**PROVIDED PASSAGE**:
Cell packing is normally remodeled in the wing epithelium shortly before hair formation, which results in hexagonally packed cells (Classen et al., 2005). The hexagonal cell shape, in turn, leads to the formation and distinct orientation of ridges on the adult wing (Doyle et al., 2008). Cuticle refraction microscopy analysis of adult wings reveals that RNAi-mediated knockdown of cip4 and nostrin affects the shape of wing cells, resulting in interrupted ridges (supplementary material Fig. S1C–E). Hence, Nostrin and Cip4 also seem to have an early function in E-cadherin-dependent cell packing.
Cip4 and Nostrin cooperatively act on membrane turnover of E-cadherin at adherens junctions
Previous studies already revealed a role of Cip4 in the regulation of E-cadherin endocytosis (Leibfried et al., 2008). In contrast to nostrin knockdown, impaired cip4 function results in an accumulation of E-cadherin–EGFP-positive vesicular and elongated malformed structures at the cell cortex of the dorsal thorax epithelium (Leibfried et al., 2008; compare Fig. 3A–C, arrowhead in Fig. 3C). Remarkably, simultaneous knockdown of Cip4 and Nostrin significantly increases the formation of tubular E-cadherin vesicles at adherens junctions (Fig. 3D, arrowheads). Such structures were observed very rarely in wild type or nostrin deficient tissue (Fig. 3A,B and quantification in Fig. 3E). The junctional surfaces are clearly increased as already observed in cip4 deficient cells (quantified in Fig. 3F). Time-lapse microscopy further revealed that simultaneous knockdown of Cip4 and Nostrin also affects the stability of adherens junctions (compare supplementary material Movies 3–6). Labeled apical membranes are irregularly shaped and frequently detach between neighboring cells (Fig. 3G, asterisk; supplementary material Movie 6b). Taken together, these data strongly suggest that both F-BAR proteins act together in the regulation of E-cadherin-dependent epithelial morphogenesis.

**REQUIRED WORK**:
[a] List every distinct literature reference (authors and year) cited in the passage on Cip4 and Nostrin.
[b] In the passage on Cip4 and Nostrin, what technique was used to analyze the adult wings?
[c] Carry the passage on Cip4 and Nostrin in epithelial morphogenesis forward from its last sentence.
The items that follow have no connection to the passage on Cip4 and Nostrin.

Dataset entries:
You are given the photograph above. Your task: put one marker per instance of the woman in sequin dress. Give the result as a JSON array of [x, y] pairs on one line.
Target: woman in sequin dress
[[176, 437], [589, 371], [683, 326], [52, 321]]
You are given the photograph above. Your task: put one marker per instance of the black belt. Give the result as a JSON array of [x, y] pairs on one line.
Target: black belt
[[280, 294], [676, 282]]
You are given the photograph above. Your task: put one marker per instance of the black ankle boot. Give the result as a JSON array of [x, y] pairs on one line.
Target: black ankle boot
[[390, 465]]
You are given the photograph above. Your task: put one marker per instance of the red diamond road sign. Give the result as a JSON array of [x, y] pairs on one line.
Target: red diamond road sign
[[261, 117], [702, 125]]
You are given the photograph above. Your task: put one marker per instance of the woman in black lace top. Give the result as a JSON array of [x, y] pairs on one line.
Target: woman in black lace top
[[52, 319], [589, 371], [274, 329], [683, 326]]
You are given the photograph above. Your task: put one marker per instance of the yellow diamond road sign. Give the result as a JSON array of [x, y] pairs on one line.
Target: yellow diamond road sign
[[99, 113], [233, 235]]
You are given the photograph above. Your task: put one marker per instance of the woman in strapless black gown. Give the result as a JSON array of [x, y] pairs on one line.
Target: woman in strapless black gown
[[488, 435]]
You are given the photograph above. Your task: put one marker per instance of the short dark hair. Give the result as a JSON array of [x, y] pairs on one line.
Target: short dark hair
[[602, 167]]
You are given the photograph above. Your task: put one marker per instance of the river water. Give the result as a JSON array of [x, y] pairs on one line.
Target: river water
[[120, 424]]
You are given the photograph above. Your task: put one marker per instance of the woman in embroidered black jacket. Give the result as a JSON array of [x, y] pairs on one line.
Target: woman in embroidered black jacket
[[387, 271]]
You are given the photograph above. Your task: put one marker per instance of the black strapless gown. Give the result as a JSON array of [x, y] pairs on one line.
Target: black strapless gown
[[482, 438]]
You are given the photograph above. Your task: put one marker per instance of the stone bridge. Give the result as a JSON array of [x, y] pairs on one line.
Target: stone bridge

**WRITTEN RESPONSES**:
[a] Classen et al., 2005; Doyle et al., 2008; Leibfried et al., 2008

[b] Cuticle refraction microscopy.

[c]
nost;;cip4 double mutants show strong defects in egg chamber formation resulting from an encapsulation defect
Recent high throughput expression studies revealed a strong expression of Cip4 and Nostrin in the ovary of females (Gelbart and Emmert, 2013). Since nostrin–cip4 double-mutant (nost;;cip4) flies have a strongly reduced number of offspring, we further analyzed double mutant egg chambers for possible morphological defects in more detail. Wild type egg chambers consist of 15 polyploid nurse cells and one oocyte, surrounded by a monolayered epithelium of somatic follicle cells (Fig. 4A). In contrast, approximately half of the nost;;cip4 double mutant egg chambers show an aberrant number of germline cells (44.8% n = 300; Fig. 4B,C). Defective egg chambers of stage 9 or older could not be observed. Ovaries of single nostrin mutants look wild typic, whereas single cip4 mutants display similar albeit much weaker defects (12.6% n = 54; Fig. 4C).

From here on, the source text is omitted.